Exercise brief — The required result is an exact copy of the lines beginning at the line that contains "Locate the shoulder" and ending at the last line of the material below.

# # # #

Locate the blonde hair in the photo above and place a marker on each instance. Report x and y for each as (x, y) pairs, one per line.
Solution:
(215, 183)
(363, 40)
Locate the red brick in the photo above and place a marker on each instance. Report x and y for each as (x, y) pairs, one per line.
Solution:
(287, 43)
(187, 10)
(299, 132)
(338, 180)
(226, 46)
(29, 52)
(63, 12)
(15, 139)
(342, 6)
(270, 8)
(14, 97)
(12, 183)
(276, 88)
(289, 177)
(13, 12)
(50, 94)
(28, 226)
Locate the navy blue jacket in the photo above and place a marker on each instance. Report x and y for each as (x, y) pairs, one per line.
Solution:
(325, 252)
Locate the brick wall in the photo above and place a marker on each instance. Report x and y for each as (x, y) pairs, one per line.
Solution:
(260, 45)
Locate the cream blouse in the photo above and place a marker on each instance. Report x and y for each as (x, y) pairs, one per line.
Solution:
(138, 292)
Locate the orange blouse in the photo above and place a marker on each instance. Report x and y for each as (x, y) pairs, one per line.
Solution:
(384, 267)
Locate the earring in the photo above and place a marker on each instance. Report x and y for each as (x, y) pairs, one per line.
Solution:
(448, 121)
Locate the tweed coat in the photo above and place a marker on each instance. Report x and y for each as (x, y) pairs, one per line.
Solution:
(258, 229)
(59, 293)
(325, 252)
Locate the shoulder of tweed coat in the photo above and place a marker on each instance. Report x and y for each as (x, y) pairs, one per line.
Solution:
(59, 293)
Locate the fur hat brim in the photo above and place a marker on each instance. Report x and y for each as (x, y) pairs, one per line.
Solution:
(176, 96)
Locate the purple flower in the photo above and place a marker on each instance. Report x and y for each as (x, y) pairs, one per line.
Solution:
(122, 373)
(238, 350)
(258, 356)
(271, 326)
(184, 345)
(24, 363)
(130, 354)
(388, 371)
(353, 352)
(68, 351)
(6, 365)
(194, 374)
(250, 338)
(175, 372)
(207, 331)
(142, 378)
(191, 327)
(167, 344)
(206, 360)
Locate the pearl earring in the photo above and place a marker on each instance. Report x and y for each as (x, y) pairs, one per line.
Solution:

# # # #

Answer —
Locate the shoulder of tweed coat in the photo above and place a marker on each instance. Report x and y for each as (x, y) pairs, one per line.
Solution:
(59, 293)
Locate the fur hat brim in the photo above and place a marker on each instance. Report x and y for each as (x, y) pairs, one per line.
Solution:
(176, 96)
Locate the purple flower in the photo above and place a marker on each instance. Report x and y for each as (x, y) pairs, one per line.
Solution:
(122, 373)
(238, 350)
(258, 356)
(271, 326)
(184, 345)
(24, 363)
(130, 354)
(388, 371)
(353, 352)
(68, 351)
(6, 365)
(194, 374)
(250, 338)
(175, 372)
(207, 331)
(142, 378)
(191, 327)
(167, 344)
(206, 360)
Locate the pearl earring in the photo above and place a marker on each instance. Report x and y for each as (x, y) pairs, one per line.
Solution:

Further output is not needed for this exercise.